### Problem statement
Reproduce verbatim the material from its first line through the line containing "negative clicks: (283, 1267) (305, 1172)", including both of those lines.
*** Input data ***
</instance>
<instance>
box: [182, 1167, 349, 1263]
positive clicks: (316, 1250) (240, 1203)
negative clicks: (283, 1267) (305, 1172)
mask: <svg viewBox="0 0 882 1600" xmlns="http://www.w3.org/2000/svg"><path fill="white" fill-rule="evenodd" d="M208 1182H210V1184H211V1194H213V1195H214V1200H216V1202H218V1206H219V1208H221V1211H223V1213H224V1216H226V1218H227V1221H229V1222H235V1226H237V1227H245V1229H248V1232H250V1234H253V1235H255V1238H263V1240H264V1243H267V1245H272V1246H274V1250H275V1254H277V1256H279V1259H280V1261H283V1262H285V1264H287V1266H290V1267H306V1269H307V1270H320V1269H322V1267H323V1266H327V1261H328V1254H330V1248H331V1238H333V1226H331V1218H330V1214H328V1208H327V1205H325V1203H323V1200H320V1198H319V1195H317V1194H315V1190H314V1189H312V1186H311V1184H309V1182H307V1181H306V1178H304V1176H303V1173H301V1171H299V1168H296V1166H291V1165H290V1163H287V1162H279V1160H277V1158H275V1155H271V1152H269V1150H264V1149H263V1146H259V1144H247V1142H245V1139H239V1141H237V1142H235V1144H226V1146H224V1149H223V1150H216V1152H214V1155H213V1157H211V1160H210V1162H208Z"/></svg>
*** End of Input data ***
### Answer for this exercise
</instance>
<instance>
box: [182, 1167, 349, 1263]
positive clicks: (316, 1250) (240, 1203)
negative clicks: (283, 1267) (305, 1172)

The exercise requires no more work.